Directions for this task:
Give a verbatim quotation of every record.

-- start Supplied entries --

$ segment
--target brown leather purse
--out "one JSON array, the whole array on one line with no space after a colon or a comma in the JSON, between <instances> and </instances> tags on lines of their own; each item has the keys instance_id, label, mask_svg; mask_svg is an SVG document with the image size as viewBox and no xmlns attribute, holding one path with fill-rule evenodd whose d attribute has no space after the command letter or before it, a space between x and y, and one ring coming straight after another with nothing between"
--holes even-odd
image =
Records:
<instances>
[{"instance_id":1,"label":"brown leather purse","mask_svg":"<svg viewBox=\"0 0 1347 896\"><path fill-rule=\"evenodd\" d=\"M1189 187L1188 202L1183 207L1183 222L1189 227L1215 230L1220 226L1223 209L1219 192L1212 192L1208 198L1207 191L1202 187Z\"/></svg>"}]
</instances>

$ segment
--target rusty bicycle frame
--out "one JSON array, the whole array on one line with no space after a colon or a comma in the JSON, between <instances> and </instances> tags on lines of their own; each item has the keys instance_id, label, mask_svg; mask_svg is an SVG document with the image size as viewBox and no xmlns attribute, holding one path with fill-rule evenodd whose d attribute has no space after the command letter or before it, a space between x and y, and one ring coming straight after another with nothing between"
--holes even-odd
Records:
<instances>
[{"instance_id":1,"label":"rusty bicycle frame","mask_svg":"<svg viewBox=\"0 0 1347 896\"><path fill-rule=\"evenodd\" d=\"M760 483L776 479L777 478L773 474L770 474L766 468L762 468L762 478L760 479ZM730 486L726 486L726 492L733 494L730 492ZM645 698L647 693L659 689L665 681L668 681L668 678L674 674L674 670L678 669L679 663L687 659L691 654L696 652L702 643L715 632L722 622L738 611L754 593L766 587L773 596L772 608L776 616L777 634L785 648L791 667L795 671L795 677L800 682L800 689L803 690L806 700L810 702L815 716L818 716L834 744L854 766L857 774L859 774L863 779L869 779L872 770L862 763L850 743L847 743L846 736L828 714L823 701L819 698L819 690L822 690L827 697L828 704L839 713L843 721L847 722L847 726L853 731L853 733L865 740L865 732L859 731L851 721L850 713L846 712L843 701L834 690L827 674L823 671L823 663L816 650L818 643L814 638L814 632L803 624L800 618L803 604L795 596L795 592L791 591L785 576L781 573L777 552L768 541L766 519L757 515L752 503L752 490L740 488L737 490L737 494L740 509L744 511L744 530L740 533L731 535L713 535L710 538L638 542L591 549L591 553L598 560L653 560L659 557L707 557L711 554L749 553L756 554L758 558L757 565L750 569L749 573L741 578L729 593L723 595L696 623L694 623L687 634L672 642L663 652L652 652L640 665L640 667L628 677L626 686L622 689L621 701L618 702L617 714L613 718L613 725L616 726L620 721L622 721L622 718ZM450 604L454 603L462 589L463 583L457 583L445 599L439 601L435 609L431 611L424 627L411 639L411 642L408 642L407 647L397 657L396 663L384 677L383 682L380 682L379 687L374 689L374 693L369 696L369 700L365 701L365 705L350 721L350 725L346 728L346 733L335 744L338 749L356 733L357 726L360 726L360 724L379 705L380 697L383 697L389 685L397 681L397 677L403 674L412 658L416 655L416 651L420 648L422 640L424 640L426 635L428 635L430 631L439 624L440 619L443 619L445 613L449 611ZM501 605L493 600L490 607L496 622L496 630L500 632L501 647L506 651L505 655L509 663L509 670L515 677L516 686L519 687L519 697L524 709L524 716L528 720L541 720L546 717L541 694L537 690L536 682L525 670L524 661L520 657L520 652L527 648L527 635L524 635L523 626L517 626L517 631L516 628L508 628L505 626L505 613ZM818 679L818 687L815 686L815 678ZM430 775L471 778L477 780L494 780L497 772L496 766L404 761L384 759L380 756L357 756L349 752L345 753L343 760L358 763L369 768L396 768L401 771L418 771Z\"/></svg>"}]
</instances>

-- end Supplied entries --

Response to the task:
$ segment
--target brown leather purse
--out "one JSON array, the whole array on one line with no space after a colon or a comma in the JSON, between <instances> and </instances> tags on lines of their own; each item has the keys instance_id, label, mask_svg; mask_svg is an SVG document with the image size as viewBox and no xmlns attribute, holding one path with fill-rule evenodd whose d attribute has no space after the command letter or before it, a space between x and y, and one ring coming straight after another with nothing between"
--holes even-odd
image =
Records:
<instances>
[{"instance_id":1,"label":"brown leather purse","mask_svg":"<svg viewBox=\"0 0 1347 896\"><path fill-rule=\"evenodd\" d=\"M1189 187L1188 202L1183 207L1183 222L1189 227L1215 230L1220 226L1223 209L1219 192L1212 192L1208 198L1207 191L1202 187Z\"/></svg>"}]
</instances>

$ segment
--target rusty bicycle frame
--out "one JSON array, the whole array on one line with no space after a colon or a comma in the JSON, between <instances> and </instances> tags on lines of their own; each item has the keys instance_id, label, mask_svg; mask_svg is an SVG document with the image size as viewBox and no xmlns attribute, holding one path with fill-rule evenodd whose d attribute has no space after the command letter or before it, a space between x and y, and one ring coming straight after another with nothing between"
--holes even-odd
Records:
<instances>
[{"instance_id":1,"label":"rusty bicycle frame","mask_svg":"<svg viewBox=\"0 0 1347 896\"><path fill-rule=\"evenodd\" d=\"M760 483L776 479L777 478L773 474L770 474L766 468L762 468L762 478L760 479ZM730 486L726 486L726 492L733 494L730 492ZM645 698L647 693L659 689L665 681L668 681L668 678L674 674L674 670L678 669L679 663L687 659L691 654L696 652L702 643L715 632L722 622L738 611L754 593L766 587L773 596L772 608L776 616L777 634L785 648L791 667L795 671L795 677L800 682L800 689L803 690L806 700L810 702L815 716L818 716L834 744L854 766L857 774L859 774L863 779L869 779L872 770L862 763L850 743L847 743L846 736L828 714L823 701L819 698L819 690L822 690L827 697L828 704L839 713L843 721L847 722L847 726L853 731L853 733L865 740L865 732L859 731L851 721L850 713L846 712L843 701L834 690L827 674L823 671L823 663L816 650L818 643L814 638L814 632L803 624L800 618L803 604L795 596L795 592L791 591L785 576L781 573L777 552L768 541L766 519L757 515L752 503L752 490L740 488L737 490L737 494L740 509L744 511L744 530L740 533L731 535L713 535L710 538L638 542L591 549L591 553L598 560L653 560L659 557L707 557L711 554L749 553L756 554L758 558L757 565L750 569L749 573L741 578L729 593L723 595L696 623L694 623L687 634L672 642L663 652L652 652L640 665L640 667L628 677L626 686L622 689L621 701L618 702L617 714L613 718L613 725L616 726L620 721L622 721L622 718ZM450 604L454 603L462 589L463 583L457 583L445 599L439 601L435 609L431 611L424 627L411 639L411 642L408 642L407 647L397 657L396 663L384 677L383 682L380 682L379 687L374 689L374 693L369 696L369 700L365 701L365 705L350 721L350 725L346 728L346 733L335 744L338 749L356 733L357 726L360 726L360 724L379 705L380 697L383 697L389 685L397 681L397 677L403 674L412 658L416 655L416 651L420 648L422 640L424 640L426 635L428 635L430 631L439 624L440 619L443 619L445 613L449 611ZM501 605L493 600L490 607L496 622L496 630L500 632L501 647L506 651L505 655L509 663L509 670L515 677L516 686L519 687L519 697L524 709L524 716L528 720L541 720L546 717L541 694L537 690L536 682L525 670L524 661L520 657L520 652L527 648L527 635L524 635L523 626L517 626L517 631L516 628L508 628L505 626L505 613ZM818 679L818 687L815 686L815 678ZM430 775L471 778L477 780L494 780L497 772L496 766L404 761L384 759L380 756L357 756L349 752L345 753L343 760L358 763L369 768L396 768L401 771L418 771Z\"/></svg>"}]
</instances>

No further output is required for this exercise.